__Problem requirements__. Each record should be output exactly, with every character kept.
Data Block Start
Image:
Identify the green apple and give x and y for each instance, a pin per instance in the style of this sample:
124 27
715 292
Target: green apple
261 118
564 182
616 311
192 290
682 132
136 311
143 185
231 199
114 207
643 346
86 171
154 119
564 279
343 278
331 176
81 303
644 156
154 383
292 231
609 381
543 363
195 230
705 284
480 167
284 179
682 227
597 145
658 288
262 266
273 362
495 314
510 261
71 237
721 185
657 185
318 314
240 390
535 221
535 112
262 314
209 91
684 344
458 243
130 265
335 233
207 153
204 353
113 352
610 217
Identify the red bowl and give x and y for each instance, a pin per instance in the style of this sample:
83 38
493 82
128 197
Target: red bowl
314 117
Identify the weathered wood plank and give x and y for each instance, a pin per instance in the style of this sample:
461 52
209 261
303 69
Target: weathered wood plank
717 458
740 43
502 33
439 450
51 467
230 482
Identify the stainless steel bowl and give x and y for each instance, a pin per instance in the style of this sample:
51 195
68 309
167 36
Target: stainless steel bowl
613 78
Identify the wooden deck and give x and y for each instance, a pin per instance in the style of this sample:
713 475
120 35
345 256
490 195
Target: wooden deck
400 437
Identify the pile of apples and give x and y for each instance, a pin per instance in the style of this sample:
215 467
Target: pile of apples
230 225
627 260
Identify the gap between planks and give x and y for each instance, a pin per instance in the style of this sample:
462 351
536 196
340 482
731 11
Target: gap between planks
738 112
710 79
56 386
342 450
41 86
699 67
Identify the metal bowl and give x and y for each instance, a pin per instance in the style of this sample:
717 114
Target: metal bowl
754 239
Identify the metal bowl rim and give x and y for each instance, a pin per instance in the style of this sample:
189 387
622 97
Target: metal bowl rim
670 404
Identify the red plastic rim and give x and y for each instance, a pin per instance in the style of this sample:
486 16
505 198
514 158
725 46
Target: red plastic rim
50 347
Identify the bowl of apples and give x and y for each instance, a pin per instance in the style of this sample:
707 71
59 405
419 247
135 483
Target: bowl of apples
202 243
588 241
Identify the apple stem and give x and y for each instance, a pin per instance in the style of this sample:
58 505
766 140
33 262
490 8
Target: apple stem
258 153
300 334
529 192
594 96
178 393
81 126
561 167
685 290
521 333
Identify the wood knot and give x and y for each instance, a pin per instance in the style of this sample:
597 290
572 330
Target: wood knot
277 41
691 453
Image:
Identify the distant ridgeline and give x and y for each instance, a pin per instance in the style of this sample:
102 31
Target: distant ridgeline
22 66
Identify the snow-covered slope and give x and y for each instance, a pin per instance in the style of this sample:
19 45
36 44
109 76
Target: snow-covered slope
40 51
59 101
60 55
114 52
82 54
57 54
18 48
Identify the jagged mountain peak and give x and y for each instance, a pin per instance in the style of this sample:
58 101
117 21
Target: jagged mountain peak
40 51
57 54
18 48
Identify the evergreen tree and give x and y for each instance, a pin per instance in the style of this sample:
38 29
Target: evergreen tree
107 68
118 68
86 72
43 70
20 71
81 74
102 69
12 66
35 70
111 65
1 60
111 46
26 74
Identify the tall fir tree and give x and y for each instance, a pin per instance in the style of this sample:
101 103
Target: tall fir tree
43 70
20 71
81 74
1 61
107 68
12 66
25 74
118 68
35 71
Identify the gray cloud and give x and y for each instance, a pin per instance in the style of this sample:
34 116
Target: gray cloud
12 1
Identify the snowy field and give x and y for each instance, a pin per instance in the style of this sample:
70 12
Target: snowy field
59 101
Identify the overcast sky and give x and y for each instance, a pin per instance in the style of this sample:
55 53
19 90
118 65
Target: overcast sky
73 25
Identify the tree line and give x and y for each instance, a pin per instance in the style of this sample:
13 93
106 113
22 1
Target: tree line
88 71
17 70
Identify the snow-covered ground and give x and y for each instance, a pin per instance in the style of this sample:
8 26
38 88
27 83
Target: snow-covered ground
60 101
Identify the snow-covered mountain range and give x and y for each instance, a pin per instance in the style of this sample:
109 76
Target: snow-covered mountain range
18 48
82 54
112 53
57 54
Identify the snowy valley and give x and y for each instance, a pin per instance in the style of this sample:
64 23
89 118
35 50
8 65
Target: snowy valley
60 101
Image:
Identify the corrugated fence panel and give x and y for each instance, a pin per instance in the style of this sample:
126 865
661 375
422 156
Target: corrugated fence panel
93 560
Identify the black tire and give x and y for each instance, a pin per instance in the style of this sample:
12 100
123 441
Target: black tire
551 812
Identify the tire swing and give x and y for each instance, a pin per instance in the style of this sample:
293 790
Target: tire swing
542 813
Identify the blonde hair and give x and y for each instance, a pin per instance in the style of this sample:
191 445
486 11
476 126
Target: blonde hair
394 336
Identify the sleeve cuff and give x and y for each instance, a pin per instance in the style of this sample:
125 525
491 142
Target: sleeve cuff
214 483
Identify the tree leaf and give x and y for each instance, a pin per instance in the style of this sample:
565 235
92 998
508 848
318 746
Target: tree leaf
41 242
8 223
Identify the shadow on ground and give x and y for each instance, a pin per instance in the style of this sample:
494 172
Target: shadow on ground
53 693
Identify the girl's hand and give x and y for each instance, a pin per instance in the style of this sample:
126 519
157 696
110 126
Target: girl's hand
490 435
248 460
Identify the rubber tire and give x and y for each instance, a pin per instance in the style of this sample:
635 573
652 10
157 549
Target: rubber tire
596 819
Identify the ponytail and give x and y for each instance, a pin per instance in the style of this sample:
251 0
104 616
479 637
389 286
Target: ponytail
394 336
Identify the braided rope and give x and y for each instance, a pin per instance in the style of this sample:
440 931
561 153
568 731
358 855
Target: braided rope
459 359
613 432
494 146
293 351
Data Block End
__Reply__.
Image:
Identify the green apple and give x and y for each instance, a pin per instance in the style of this sample:
124 27
715 292
Target: green apple
261 118
564 182
616 311
192 290
682 132
136 311
143 185
231 199
114 207
643 346
86 171
154 119
564 279
343 278
331 176
81 303
644 156
154 383
292 231
609 381
543 363
195 230
705 284
480 167
284 179
682 227
597 145
658 288
262 266
273 362
495 314
510 261
71 237
721 185
657 185
318 314
240 390
535 221
535 112
262 314
209 91
684 344
458 243
130 265
335 233
207 153
204 353
113 352
610 217
Identify the red bowl and give x and y for each instance, a pin per instance in the style of this sample:
83 38
493 82
128 197
Target: red bowl
314 117
Identify the weathered wood plank and give x and y for each instance, a pin per instance in the style of this sample:
461 52
209 261
303 69
Target: weathered wood plank
717 458
740 43
502 33
439 450
51 467
230 482
Identify the stainless steel bowl and give x and y for each instance, a pin per instance in the style of this sample:
51 195
68 309
167 36
Target: stainless steel bowl
613 78
Identify the wooden deck and give x and y for each instance, a pin per instance in the style of this sample:
713 475
120 35
345 256
490 195
Target: wooden deck
400 437
Identify the pile of apples and give x and y for each instance, a pin per instance in the style of this sample:
215 467
Target: pile of apples
230 225
627 260
Identify the gap between planks and give x and y for each instance, a pin per instance in the style of this sample:
462 351
536 196
340 482
731 11
Target: gap between planks
738 112
710 79
56 386
342 450
41 86
699 67
Identify the metal bowl and give x and y for each instance, a pin per instance in the style of this sample:
717 114
Target: metal bowl
754 239
Identify the metal bowl rim and give x and y for each instance, a pin per instance in the style of this sample:
189 387
622 97
Target: metal bowl rim
670 404
Identify the red plastic rim and give x and y for each instance, a pin per instance in the style of this sample:
486 16
505 198
514 158
725 46
Target: red plastic rim
50 347
Identify the bowl of apples and give x and y for each instance, a pin per instance in the style of this sample:
707 71
59 405
419 247
135 483
Target: bowl of apples
202 243
588 241
Identify the apple stem and give x and y for each instance, a pin per instance in the style of this sample:
58 505
766 140
33 262
490 8
Target: apple stem
258 153
300 334
529 192
594 96
178 393
81 126
561 167
685 290
521 333
Identify the wood knot and give x and y for each instance, a pin per instance in the style of this sample:
597 290
572 330
Target: wood knot
277 41
691 453
Image:
Identify the distant ridgeline and give x and y for each instance, a pin per instance in the style of this sample:
102 31
Target: distant ridgeline
22 66
Identify the snow-covered slope and give x and y for each instance, a pin per instance in the style of this sample:
19 45
36 44
109 76
Target: snow-covered slope
40 51
59 101
60 55
114 52
82 54
57 54
18 48
Identify the jagged mountain peak and give x and y for each instance, a pin per instance in the style of this sample:
58 101
117 21
Target: jagged mountain peak
40 51
57 54
18 48
Identify the evergreen tree and give x and y for each instance, a pin per instance in the style of this sample:
38 29
Target: evergreen tree
107 68
118 68
86 72
43 70
20 71
81 74
102 69
12 66
35 70
111 65
1 60
111 46
26 74
Identify the tall fir tree and give x and y for each instance, a pin per instance in the style of this sample:
101 103
Target: tall fir tree
43 70
20 71
81 74
1 61
107 68
12 66
25 74
118 68
35 71
Identify the gray cloud and give x and y for each instance, a pin per instance in the style of this sample:
34 116
Target: gray cloud
12 1
Identify the snowy field and give x and y for each instance, a pin per instance in the style of this sample:
70 12
Target: snowy field
59 101
Identify the overcast sky and give x and y for each instance, a pin per instance in the style of this sample:
55 53
19 90
118 65
Target: overcast sky
73 25
Identify the tree line and give x and y for each instance, a pin per instance in the style of this sample:
13 93
106 113
22 1
Target: tree line
88 71
17 70
Identify the snow-covered ground and give x and y for each instance, a pin per instance in the style of this sample:
8 26
38 88
27 83
Target: snow-covered ground
60 101
Identify the snow-covered mountain range and give x and y for each instance, a pin per instance in the style of this sample:
109 76
Target: snow-covered mountain range
18 48
82 54
112 53
57 54
Identify the snowy valley and give x and y for each instance, a pin per instance in the style of this sample:
64 23
89 118
35 50
8 65
Target: snowy valley
60 101
Image:
Identify the corrugated fence panel and give x and y for each instance, a pin per instance in the style of this sample:
126 865
661 375
422 156
Target: corrugated fence panel
93 560
Identify the black tire and give x and y for each instance, a pin per instance in the style of this sample:
12 100
123 441
Target: black tire
551 812
Identify the tire swing and give x and y for each instance, a pin per instance in the style of this sample:
293 790
Target: tire swing
542 813
Identify the blonde hair and give x and y for each instance, a pin per instance in the style of this sample:
191 445
486 11
476 126
Target: blonde hair
394 336
Identify the sleeve cuff and give x and y for each instance, a pin per instance in the style of this sample:
125 525
491 142
Target: sleeve cuff
214 483
Identify the tree leaf and give x and y for each instance, a pin per instance in the style of this sample:
565 235
92 998
508 848
318 746
Target: tree leaf
41 242
8 223
Identify the shadow on ground and give x and y for each instance, a pin per instance in the style of this sample:
494 172
Target: shadow on ground
53 693
Identify the girl's hand and give x and y for each instance, a pin per instance in the style of this sample:
126 519
157 696
110 126
Target: girl's hand
490 435
248 460
Identify the rubber tire and give x and y for each instance, a pin per instance in the style of this sample:
635 573
652 10
157 549
Target: rubber tire
596 819
Identify the ponytail and give x and y for each instance, a pin per instance in the style of this sample:
251 0
104 616
479 637
389 286
Target: ponytail
394 336
Identify the braided rope and give x and y for each instance, a pin per instance in the style of this sample:
440 931
561 153
568 731
358 855
Target: braided rope
459 359
613 432
494 146
293 351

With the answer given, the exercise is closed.